EXTRACTO DE PÁGINA:

---

27 septiembre 2012

Un vistazo a la cultura sefardí (I)


La formación del mundo sefardí
© Paloma Díaz-Mas


Llamamos sefardíes a los judíos descendientes de los expulsados de la Península Ibérica a finales de la Edad Media. El proceso de creación y consolidación del mundo sefardí fue largo y complejo: empieza ya a finales del siglo XIV, cuando la oleada de asaltos a juderías y matanzas de 1391 –y las subsiguientes conversiones forzadas— impulsaron al exilio a un número impreciso de judíos, que se refugiaron mayoritariamente en las comunidades del Norte de África.
La expulsión de los judíos de Castilla y Aragón en 1492 arrojó fuera de estos reinos a un contingente de cerca de cien mil judíos, que fueron a asentarse en algunos lugares de Europa (Italia, el sur de Francia o Portugal), en el reino de Marruecos, o en las tierras del Mediterráneo Oriental que pertenecían al entonces pujante y extenso imperio otomano. En 1497 se les expulsa de Navarra.

---

EJERCICIOS PROPUESTOS:
**A)** Copia sin cambios el tramo del texto sobre el mundo sefardí que va desde "La formación del" hasta "Norte de África.".
**B)** Por favor, da en forma de lista numerada las líneas del listado que van desde la que contiene "-- select a point on the car tire, one" hasta la que contiene "[(81, 130)]", ambas incluidas, sin las líneas en blanco.

Extractos de datos de etiquetado de ubicaciones
---

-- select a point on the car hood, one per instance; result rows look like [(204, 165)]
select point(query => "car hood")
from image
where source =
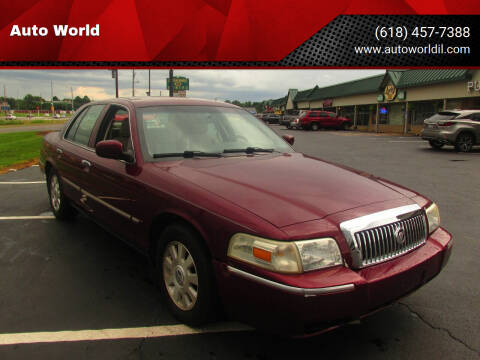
[(284, 189)]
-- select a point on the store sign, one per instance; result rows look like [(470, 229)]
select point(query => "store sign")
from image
[(179, 83), (390, 92), (473, 85), (180, 93)]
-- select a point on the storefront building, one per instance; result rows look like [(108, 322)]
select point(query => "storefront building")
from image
[(397, 101)]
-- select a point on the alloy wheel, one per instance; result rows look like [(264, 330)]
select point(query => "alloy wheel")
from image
[(180, 275), (465, 142)]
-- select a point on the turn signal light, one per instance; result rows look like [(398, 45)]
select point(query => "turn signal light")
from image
[(262, 254), (447, 123)]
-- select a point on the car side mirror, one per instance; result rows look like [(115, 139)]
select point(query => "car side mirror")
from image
[(112, 149), (289, 138)]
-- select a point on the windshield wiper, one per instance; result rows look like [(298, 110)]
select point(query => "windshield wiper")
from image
[(188, 154), (248, 150)]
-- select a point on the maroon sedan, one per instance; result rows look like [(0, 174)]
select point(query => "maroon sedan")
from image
[(203, 189)]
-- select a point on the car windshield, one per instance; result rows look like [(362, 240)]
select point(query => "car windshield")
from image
[(444, 115), (175, 130)]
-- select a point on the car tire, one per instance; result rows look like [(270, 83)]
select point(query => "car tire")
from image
[(59, 203), (437, 145), (187, 285), (464, 142)]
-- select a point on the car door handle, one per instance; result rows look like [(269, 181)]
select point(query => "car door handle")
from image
[(86, 163)]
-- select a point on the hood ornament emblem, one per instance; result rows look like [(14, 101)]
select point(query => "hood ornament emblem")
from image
[(399, 235)]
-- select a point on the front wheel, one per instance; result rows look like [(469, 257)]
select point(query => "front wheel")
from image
[(59, 203), (185, 275), (437, 145), (464, 142)]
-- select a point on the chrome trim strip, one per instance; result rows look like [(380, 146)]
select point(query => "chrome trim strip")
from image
[(291, 289), (72, 184), (104, 203)]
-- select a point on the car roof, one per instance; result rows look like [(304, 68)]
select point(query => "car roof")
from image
[(461, 112), (144, 101)]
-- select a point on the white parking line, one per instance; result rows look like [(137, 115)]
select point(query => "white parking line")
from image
[(114, 334), (40, 217), (21, 182)]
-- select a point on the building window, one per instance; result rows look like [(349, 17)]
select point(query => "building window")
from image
[(363, 115), (383, 112)]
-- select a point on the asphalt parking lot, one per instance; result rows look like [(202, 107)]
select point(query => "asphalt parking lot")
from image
[(71, 290)]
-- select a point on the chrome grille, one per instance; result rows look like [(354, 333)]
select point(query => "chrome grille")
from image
[(385, 242)]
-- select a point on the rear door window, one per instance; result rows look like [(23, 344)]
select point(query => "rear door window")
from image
[(81, 130)]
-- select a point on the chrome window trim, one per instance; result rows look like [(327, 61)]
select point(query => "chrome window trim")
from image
[(306, 292), (370, 221), (72, 121), (130, 127)]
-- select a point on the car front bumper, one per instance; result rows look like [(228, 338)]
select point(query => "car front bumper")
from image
[(442, 136), (313, 302)]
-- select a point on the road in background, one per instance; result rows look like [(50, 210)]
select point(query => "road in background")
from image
[(23, 128), (58, 276)]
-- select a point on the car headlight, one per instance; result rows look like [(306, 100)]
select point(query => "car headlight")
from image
[(285, 257), (433, 217)]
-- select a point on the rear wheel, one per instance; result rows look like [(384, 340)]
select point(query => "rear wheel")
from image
[(435, 144), (185, 275), (464, 142), (59, 203)]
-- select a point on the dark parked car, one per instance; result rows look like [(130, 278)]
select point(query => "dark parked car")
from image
[(203, 190), (271, 118), (460, 128), (316, 119)]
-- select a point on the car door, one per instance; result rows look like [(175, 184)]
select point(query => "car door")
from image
[(73, 149), (112, 184)]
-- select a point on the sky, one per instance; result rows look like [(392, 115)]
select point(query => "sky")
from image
[(219, 84)]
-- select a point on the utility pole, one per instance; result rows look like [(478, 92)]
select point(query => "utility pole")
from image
[(5, 98), (71, 89), (115, 76), (52, 109), (133, 82), (149, 89), (116, 83)]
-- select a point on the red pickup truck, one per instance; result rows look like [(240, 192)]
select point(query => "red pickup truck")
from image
[(315, 119)]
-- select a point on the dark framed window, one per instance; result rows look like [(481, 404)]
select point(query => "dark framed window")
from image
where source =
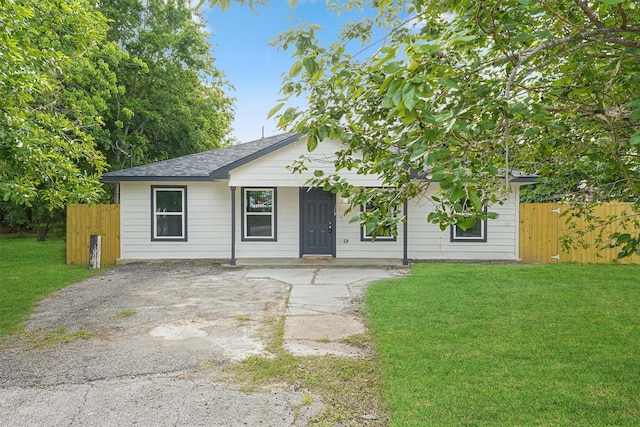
[(169, 213), (259, 214), (476, 233), (382, 234)]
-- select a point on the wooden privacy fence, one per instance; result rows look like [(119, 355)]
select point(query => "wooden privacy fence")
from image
[(85, 220), (542, 225)]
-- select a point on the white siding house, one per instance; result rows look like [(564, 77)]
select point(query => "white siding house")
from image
[(242, 202)]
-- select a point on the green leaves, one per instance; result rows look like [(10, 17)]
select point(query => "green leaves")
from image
[(47, 156), (466, 92)]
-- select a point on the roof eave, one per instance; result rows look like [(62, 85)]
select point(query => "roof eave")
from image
[(155, 178), (223, 172)]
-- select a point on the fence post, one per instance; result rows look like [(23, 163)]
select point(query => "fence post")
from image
[(94, 251)]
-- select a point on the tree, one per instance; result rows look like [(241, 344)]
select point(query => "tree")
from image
[(465, 92), (172, 101), (54, 79)]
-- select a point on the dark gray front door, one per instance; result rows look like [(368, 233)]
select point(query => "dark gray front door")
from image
[(317, 222)]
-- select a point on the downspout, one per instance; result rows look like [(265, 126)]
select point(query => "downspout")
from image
[(405, 235), (232, 261)]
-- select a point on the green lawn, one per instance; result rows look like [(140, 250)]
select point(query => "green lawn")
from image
[(507, 345), (30, 270)]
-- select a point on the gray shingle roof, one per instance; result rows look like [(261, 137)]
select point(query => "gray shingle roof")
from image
[(205, 166)]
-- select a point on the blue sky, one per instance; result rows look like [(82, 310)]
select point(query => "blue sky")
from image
[(240, 40)]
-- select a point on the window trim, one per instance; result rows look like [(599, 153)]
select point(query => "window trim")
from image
[(273, 214), (365, 238), (154, 214), (481, 238)]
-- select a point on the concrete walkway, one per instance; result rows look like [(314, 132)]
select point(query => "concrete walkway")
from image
[(321, 310)]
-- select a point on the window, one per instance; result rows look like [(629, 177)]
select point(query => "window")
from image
[(169, 213), (259, 213), (476, 233), (381, 233)]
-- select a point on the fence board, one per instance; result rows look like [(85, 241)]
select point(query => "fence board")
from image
[(542, 225), (85, 220)]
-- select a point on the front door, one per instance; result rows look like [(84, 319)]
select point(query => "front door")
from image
[(317, 222)]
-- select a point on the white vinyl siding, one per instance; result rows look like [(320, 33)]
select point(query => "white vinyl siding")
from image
[(287, 226), (208, 224), (427, 242), (169, 216), (271, 169), (208, 218)]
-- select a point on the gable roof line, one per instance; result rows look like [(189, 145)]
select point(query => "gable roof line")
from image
[(209, 165), (223, 172)]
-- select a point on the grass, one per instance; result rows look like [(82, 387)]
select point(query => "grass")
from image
[(29, 271), (46, 338), (509, 344)]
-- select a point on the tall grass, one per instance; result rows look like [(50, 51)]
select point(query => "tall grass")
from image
[(510, 344), (30, 270)]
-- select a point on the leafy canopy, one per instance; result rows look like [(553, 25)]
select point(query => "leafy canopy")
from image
[(51, 52), (172, 100), (465, 92)]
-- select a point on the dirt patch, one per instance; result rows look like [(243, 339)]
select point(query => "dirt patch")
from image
[(160, 338)]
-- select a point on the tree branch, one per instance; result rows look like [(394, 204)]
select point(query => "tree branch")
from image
[(589, 13), (623, 16)]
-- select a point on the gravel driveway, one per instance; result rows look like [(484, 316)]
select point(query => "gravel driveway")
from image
[(154, 326)]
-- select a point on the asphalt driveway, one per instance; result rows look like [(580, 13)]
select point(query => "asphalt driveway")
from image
[(155, 325)]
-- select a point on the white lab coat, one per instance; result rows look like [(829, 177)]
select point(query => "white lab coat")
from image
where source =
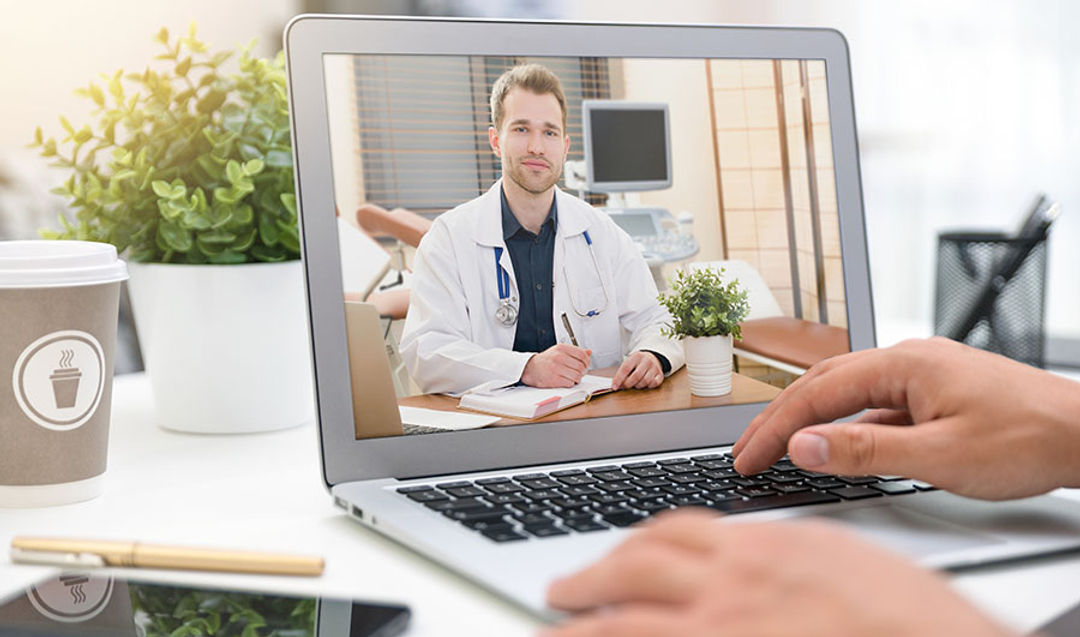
[(451, 341)]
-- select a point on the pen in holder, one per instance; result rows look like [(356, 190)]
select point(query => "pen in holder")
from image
[(990, 293)]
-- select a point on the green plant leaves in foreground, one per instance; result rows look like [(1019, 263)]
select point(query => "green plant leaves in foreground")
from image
[(702, 305), (186, 163)]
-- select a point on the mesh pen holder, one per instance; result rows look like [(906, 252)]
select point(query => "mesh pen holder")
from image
[(1009, 321)]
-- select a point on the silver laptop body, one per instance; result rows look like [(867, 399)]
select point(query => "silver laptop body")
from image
[(363, 475)]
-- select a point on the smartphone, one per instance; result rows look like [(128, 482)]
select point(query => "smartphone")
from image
[(91, 605)]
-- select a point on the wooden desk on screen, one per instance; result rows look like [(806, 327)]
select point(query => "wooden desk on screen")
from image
[(672, 395)]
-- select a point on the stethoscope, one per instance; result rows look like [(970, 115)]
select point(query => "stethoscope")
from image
[(507, 312)]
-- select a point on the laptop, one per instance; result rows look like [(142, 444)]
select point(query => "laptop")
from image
[(764, 160)]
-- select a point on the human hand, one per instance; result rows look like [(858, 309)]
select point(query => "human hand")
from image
[(639, 370), (976, 423), (558, 366), (688, 574)]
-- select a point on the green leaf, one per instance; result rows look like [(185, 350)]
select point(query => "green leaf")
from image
[(254, 166), (233, 172), (162, 189)]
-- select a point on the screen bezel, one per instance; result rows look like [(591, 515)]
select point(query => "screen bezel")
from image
[(588, 106), (308, 38)]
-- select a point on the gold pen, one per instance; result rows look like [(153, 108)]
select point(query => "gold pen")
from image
[(67, 552), (569, 330)]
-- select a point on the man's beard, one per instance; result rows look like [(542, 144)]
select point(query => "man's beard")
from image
[(532, 184)]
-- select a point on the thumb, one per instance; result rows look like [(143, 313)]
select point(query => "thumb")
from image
[(854, 448)]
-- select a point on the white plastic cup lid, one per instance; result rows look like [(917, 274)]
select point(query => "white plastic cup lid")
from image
[(52, 263)]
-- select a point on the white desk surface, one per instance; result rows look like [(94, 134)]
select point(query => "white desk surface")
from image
[(265, 492)]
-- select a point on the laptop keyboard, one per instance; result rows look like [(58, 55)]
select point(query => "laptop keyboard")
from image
[(597, 498)]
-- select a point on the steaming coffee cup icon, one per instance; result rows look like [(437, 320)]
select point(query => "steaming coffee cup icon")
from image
[(65, 381)]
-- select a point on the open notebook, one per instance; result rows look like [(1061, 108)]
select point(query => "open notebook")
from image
[(531, 403)]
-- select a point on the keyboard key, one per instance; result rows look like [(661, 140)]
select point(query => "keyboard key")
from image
[(716, 485), (755, 491), (429, 496), (785, 478), (576, 514), (503, 534), (505, 488), (530, 507), (577, 480), (534, 518), (677, 469), (825, 483), (750, 482), (773, 502), (462, 504), (567, 472), (609, 499), (896, 488), (855, 492), (720, 474), (500, 499), (480, 525), (623, 519), (687, 478), (476, 515), (415, 489), (541, 495), (615, 487), (649, 471), (651, 483), (687, 501), (545, 530), (456, 485), (714, 463), (858, 479), (784, 488), (651, 507), (678, 490), (467, 491), (706, 457), (565, 503), (578, 491), (584, 526), (540, 484)]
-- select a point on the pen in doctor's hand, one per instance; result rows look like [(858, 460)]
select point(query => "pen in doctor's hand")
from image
[(566, 324)]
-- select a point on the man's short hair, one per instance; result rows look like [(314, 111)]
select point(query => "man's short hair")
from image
[(534, 78)]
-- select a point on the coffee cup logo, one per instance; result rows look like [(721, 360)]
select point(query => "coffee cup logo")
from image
[(71, 598), (58, 379)]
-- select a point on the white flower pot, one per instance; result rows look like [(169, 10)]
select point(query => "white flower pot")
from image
[(709, 364), (226, 347)]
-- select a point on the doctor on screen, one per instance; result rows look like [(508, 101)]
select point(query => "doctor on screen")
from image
[(495, 276)]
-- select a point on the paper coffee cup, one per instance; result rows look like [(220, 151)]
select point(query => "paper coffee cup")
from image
[(58, 306)]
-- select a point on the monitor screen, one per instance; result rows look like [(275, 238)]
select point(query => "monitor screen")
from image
[(625, 146), (499, 266)]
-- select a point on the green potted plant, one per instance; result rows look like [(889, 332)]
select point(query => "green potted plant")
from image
[(188, 172), (705, 315)]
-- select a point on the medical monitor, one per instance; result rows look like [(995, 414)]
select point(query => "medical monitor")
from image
[(626, 146), (395, 112)]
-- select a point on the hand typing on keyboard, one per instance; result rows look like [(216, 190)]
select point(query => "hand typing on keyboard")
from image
[(967, 421), (687, 575)]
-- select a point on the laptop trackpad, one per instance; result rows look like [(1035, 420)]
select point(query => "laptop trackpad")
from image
[(909, 532)]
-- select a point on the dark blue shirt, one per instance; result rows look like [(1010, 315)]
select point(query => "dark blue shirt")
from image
[(534, 259)]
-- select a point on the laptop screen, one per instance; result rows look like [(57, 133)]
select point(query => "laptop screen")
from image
[(500, 292)]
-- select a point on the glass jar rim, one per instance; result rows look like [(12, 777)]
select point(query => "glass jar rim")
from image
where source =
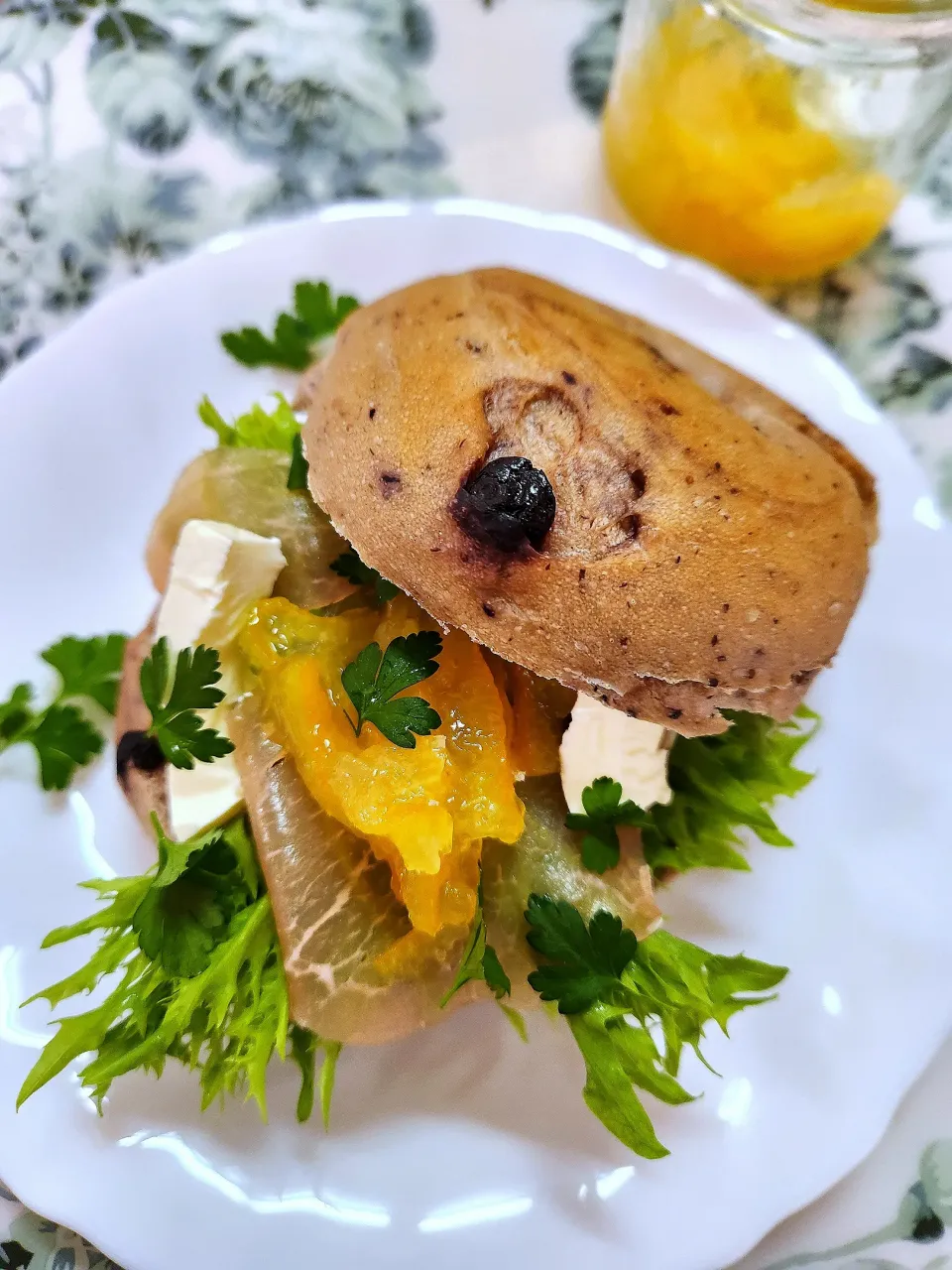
[(889, 30)]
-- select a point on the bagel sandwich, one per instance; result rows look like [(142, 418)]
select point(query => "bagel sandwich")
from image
[(452, 670)]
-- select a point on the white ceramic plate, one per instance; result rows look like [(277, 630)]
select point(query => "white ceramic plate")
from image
[(462, 1147)]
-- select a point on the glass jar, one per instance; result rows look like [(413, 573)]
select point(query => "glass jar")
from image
[(774, 137)]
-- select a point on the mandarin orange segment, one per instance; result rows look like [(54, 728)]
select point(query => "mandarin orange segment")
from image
[(368, 784), (422, 811), (481, 799), (712, 144)]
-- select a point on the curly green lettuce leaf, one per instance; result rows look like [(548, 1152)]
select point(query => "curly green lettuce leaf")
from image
[(634, 1005), (722, 784), (255, 430), (226, 1021)]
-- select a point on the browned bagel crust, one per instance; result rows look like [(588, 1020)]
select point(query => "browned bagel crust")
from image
[(710, 544)]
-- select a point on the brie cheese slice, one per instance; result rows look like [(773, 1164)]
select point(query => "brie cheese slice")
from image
[(217, 572), (604, 742)]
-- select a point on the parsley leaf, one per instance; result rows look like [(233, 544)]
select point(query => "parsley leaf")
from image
[(294, 345), (177, 724), (603, 812), (298, 472), (724, 783), (634, 1005), (373, 680), (62, 735), (16, 715), (255, 430), (349, 566), (226, 1021), (480, 960), (64, 740), (89, 667), (195, 892), (583, 962)]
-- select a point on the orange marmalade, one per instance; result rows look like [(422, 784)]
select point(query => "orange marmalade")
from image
[(719, 149)]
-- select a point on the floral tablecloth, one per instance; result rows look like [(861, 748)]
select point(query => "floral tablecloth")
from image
[(131, 130)]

---

RESULTADOS:
**A)**
La formación del mundo sefardí
© Paloma Díaz-Mas


Llamamos sefardíes a los judíos descendientes de los expulsados de la Península Ibérica a finales de la Edad Media. El proceso de creación y consolidación del mundo sefardí fue largo y complejo: empieza ya a finales del siglo XIV, cuando la oleada de asaltos a juderías y matanzas de 1391 –y las subsiguientes conversiones forzadas— impulsaron al exilio a un número impreciso de judíos, que se refugiaron mayoritariamente en las comunidades del Norte de África.

**B)**
1. -- select a point on the car tire, one per instance; result rows look like [(270, 83)]
2. select point(query => "car tire")
3. from image
4. [(59, 203), (437, 145), (187, 285), (464, 142)]
5. -- select a point on the car door handle, one per instance; result rows look like [(269, 181)]
6. select point(query => "car door handle")
7. from image
8. [(86, 163)]
9. -- select a point on the hood ornament emblem, one per instance; result rows look like [(14, 101)]
10. select point(query => "hood ornament emblem")
11. from image
12. [(399, 235)]
13. -- select a point on the front wheel, one per instance; result rows look like [(469, 257)]
14. select point(query => "front wheel")
15. from image
16. [(59, 203), (185, 275), (437, 145), (464, 142)]
17. -- select a point on the chrome trim strip, one per instance; result rows look like [(380, 146)]
18. select point(query => "chrome trim strip")
19. from image
20. [(291, 289), (72, 184), (104, 203)]
21. -- select a point on the car roof, one per instance; result rows look like [(304, 68)]
22. select point(query => "car roof")
23. from image
24. [(461, 112), (144, 101)]
25. -- select a point on the white parking line, one per instance; result rows look like [(137, 115)]
26. select point(query => "white parking line")
27. from image
28. [(114, 334), (40, 217), (21, 182)]
29. -- select a point on the building window, one per instance; result rows look like [(349, 17)]
30. select point(query => "building window")
31. from image
32. [(363, 115), (383, 112)]
33. -- select a point on the asphalt parking lot, one per instance; result rows look like [(202, 107)]
34. select point(query => "asphalt parking lot")
35. from image
36. [(71, 290)]
37. -- select a point on the chrome grille, one per instance; result rows look like [(354, 333)]
38. select point(query => "chrome grille")
39. from image
40. [(385, 242)]
41. -- select a point on the rear door window, one per instance; result rows look like [(23, 344)]
42. select point(query => "rear door window")
43. from image
44. [(81, 130)]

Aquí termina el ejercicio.